## PROBLEM DESCRIPTION:
Repeat exactly the lines from the line containing "urn pedestal in the photo above." to the last line of the listing, including both.

## MATERIAL FOR THIS EXERCISE:
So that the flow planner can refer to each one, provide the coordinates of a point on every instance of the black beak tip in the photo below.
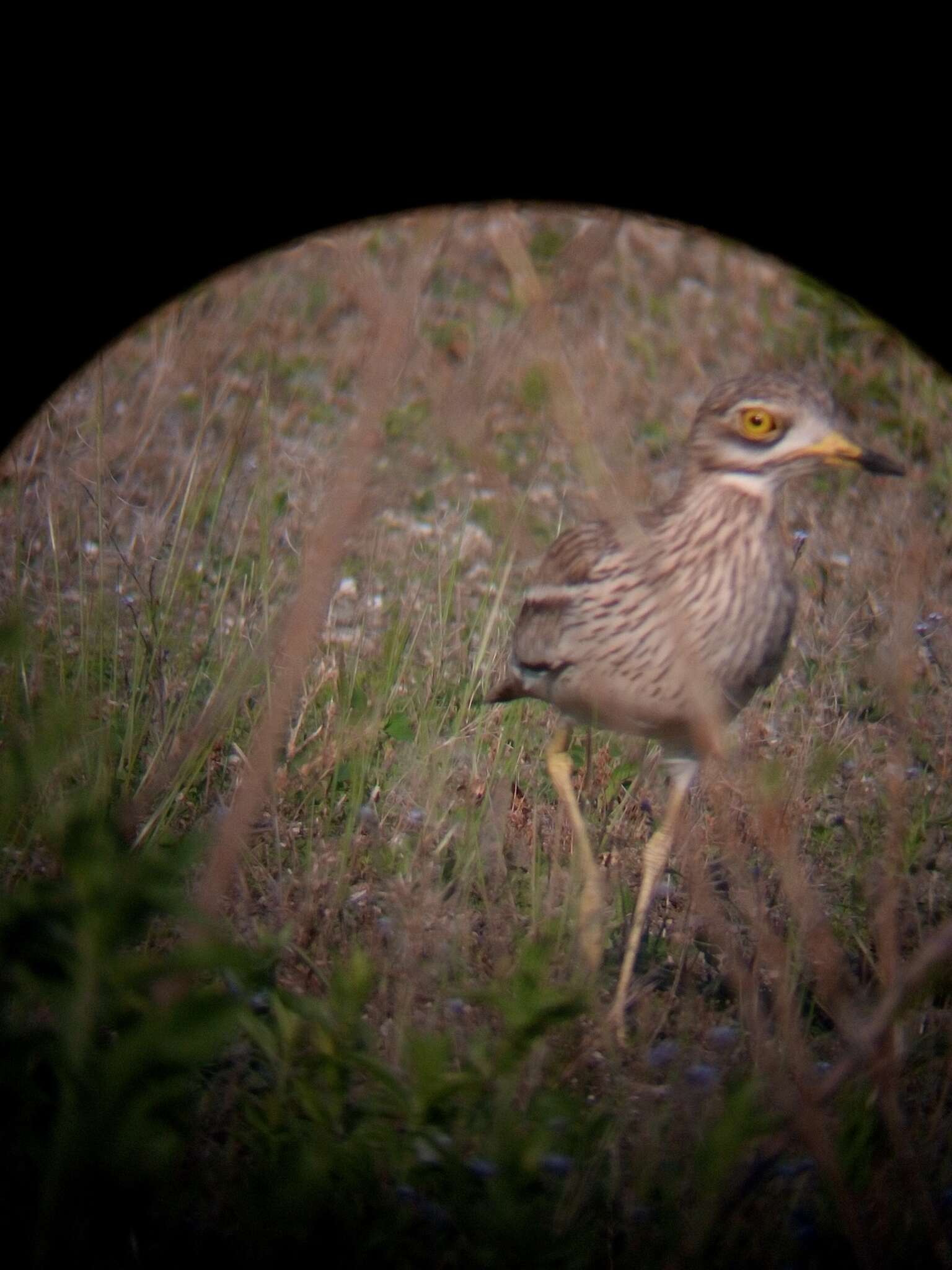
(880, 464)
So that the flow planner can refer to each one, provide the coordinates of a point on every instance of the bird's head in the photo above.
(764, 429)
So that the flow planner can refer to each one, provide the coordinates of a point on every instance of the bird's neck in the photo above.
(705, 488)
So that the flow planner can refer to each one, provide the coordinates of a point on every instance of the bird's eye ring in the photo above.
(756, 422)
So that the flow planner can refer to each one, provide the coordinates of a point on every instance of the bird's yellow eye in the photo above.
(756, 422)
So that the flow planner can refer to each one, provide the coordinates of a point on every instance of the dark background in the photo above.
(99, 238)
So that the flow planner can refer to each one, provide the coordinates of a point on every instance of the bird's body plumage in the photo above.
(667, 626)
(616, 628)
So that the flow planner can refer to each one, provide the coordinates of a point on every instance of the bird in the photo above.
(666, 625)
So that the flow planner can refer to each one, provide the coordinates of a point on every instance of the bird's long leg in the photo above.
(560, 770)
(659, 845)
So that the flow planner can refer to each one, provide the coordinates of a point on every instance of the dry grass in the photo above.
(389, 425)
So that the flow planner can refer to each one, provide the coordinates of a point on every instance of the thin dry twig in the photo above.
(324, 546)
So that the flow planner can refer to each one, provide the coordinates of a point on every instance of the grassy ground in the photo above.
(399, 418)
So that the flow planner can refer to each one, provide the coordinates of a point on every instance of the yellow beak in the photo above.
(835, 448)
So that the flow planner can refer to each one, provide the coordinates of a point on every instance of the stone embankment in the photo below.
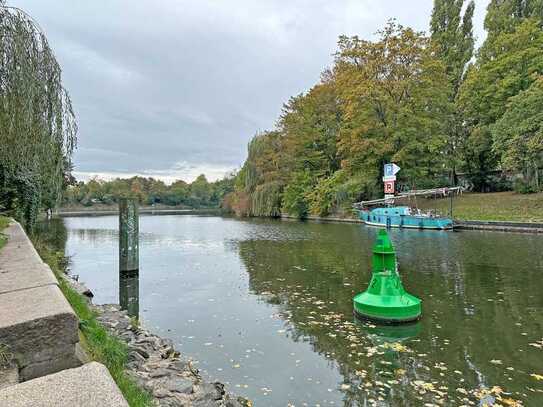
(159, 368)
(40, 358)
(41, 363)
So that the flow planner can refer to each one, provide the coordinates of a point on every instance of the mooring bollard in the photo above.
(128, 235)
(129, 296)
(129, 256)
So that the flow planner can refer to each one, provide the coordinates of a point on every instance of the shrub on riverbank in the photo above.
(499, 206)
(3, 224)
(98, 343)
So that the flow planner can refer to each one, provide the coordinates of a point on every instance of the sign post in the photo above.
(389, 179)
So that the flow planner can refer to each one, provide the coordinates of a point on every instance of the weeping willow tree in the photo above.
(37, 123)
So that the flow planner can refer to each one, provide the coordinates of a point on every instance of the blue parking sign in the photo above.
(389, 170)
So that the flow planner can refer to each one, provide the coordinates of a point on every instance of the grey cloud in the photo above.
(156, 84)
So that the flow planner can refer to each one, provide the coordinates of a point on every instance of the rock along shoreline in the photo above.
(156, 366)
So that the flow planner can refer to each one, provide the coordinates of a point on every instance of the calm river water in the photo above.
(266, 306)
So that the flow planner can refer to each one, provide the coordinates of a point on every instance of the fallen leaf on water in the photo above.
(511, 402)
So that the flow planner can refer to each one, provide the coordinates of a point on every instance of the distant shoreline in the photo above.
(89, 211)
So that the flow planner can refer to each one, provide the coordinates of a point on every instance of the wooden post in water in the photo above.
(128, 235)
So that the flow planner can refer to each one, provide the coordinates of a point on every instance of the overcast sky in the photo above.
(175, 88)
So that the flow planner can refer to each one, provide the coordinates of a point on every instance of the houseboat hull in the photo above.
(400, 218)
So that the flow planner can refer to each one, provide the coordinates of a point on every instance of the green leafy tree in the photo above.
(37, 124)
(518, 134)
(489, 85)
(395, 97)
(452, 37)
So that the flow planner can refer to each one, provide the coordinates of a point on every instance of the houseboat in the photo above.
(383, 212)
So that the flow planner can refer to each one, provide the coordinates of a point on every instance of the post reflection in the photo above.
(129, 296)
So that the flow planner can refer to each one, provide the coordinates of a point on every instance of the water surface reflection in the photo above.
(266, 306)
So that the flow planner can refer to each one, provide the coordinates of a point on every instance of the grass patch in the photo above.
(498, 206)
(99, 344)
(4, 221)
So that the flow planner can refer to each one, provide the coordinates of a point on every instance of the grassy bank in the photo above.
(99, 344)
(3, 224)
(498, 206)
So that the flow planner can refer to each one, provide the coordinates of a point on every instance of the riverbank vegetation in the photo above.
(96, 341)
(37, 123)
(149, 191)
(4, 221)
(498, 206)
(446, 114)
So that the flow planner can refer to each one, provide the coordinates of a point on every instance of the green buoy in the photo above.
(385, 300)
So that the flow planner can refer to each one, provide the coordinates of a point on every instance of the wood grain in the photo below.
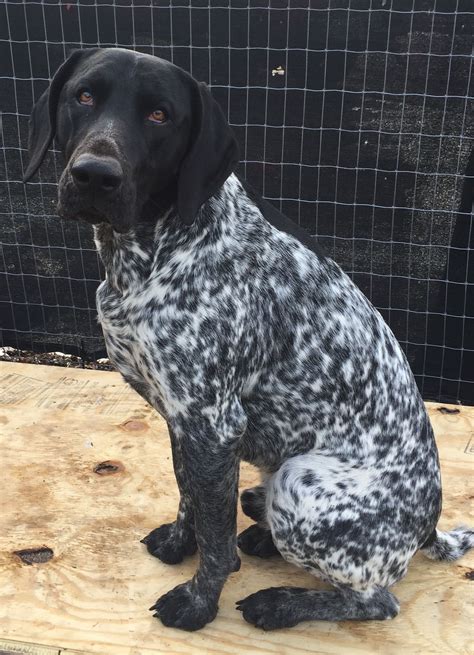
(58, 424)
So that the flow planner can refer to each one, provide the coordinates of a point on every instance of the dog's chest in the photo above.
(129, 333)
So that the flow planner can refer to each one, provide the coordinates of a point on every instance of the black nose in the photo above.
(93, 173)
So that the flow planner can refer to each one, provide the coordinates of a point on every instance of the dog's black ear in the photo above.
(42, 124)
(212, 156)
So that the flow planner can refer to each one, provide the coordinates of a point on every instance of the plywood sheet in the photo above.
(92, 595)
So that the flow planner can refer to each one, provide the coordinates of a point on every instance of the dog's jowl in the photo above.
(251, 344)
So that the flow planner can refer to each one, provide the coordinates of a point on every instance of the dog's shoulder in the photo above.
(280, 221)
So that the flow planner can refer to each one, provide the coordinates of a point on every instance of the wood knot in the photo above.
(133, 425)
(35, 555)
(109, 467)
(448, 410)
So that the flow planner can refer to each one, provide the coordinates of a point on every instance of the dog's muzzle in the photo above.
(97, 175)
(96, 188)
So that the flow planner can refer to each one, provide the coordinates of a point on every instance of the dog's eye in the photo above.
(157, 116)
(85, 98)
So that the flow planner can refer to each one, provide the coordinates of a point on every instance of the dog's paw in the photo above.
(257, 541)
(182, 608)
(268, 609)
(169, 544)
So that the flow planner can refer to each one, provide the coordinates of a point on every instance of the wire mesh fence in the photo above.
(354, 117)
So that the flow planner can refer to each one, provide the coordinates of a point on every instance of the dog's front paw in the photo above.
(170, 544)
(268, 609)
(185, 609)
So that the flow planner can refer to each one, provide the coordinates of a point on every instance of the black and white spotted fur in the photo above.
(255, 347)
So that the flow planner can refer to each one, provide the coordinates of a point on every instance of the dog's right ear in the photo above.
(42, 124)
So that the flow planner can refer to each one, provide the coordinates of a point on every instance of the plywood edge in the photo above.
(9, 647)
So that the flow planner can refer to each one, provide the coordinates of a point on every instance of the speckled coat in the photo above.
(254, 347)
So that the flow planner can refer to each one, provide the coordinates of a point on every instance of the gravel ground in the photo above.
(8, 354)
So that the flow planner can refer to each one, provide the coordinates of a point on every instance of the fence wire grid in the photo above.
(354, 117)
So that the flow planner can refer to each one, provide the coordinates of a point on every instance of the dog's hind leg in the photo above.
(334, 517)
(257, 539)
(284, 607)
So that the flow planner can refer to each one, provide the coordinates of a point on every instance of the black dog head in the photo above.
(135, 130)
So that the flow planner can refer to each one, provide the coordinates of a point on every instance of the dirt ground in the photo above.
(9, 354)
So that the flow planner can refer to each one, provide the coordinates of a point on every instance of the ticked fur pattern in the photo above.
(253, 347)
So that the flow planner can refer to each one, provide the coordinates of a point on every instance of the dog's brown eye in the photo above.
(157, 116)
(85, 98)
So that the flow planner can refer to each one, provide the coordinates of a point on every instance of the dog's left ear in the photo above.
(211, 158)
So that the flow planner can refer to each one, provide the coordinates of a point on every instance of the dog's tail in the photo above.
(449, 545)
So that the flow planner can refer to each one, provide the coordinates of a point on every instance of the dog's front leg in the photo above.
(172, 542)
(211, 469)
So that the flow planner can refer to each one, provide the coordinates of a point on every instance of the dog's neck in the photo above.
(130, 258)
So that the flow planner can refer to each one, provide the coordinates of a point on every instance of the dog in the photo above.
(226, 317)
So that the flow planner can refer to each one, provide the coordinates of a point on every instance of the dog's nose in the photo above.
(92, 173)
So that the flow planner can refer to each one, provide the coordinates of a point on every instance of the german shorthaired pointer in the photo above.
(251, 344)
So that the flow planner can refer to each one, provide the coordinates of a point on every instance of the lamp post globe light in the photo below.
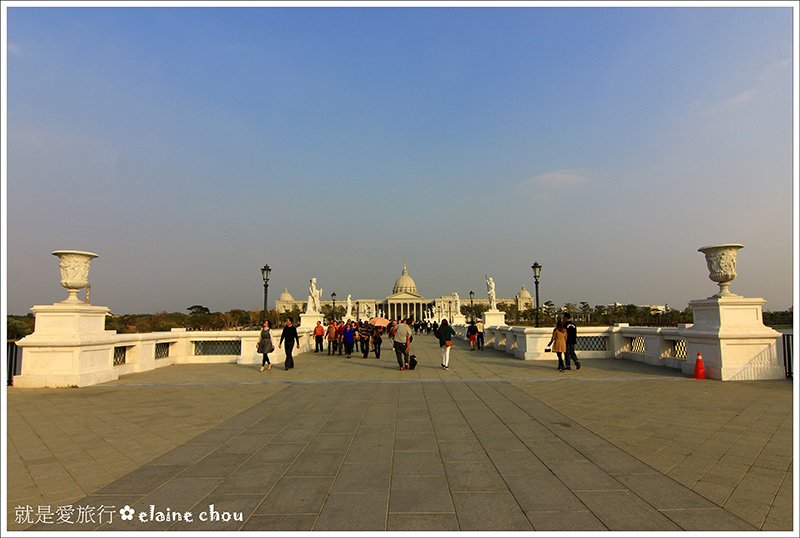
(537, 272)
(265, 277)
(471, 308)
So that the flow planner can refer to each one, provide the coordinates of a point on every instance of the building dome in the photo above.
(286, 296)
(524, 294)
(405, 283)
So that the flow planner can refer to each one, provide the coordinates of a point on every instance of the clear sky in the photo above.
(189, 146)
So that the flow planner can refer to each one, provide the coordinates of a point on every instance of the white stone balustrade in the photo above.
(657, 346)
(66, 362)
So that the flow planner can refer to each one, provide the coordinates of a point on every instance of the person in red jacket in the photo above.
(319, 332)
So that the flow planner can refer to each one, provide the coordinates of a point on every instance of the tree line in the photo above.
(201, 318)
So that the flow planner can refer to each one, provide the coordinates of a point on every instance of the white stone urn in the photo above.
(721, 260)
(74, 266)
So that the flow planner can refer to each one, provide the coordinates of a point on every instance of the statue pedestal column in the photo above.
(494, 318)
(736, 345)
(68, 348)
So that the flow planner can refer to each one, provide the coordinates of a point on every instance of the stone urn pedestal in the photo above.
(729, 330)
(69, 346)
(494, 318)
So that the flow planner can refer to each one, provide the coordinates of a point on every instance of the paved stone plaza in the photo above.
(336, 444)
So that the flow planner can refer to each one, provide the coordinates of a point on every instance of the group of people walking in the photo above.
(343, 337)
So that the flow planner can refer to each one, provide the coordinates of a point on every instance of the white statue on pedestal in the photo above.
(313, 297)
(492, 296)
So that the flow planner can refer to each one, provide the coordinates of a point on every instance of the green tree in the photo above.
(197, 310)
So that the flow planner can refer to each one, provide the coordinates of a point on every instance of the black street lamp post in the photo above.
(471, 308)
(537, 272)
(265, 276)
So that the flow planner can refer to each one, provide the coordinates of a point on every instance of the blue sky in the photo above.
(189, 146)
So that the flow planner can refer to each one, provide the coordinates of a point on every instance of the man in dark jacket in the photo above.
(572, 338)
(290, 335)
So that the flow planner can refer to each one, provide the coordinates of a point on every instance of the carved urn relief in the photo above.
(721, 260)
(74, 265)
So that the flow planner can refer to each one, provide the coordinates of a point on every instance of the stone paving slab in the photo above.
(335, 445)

## WRITTEN SOLUTION:
So that the flow planner can refer to each one, provide the coordinates of a point on every instance of the stone urn pedestal in the photo above.
(729, 330)
(69, 346)
(494, 318)
So that the flow planner can refer to each one, provide the coordinates of a point on every instance of the paved stone plaza in the photo above.
(336, 444)
So that the flow planner can refer to each one, provide the coordinates of a point on every instance of the group of people walking in the photo above.
(343, 337)
So that the flow planner can refer to each one, provide the coordinates of a point on every instance of the white statue on pedestal in the photo above.
(313, 297)
(492, 296)
So that the flow planner can refer to each one, provide the coordinates of a point on every instance of the green tree in the photo above.
(197, 310)
So that the flow planner can refer to each one, provide the coordinates of a point on every instance of the black street lamp post in the photo above.
(471, 308)
(537, 272)
(265, 276)
So that the flow planner can refer to each one, provide the coordinates of a point on every instance of the blue sky in the photo above.
(189, 146)
So that the flow planner can refer to each one, provide the coordinates of a point on every instance of the man in dark jacket in the photo above.
(572, 338)
(290, 335)
So that the flow planner can refer to each one, provide the coordinates of a point on every instance of the carved urn relief in the photo above.
(721, 260)
(74, 265)
So that the flow planner can refer to each one, provide the coordinates of a point on every instance of the stone paving slab in the photo above.
(335, 445)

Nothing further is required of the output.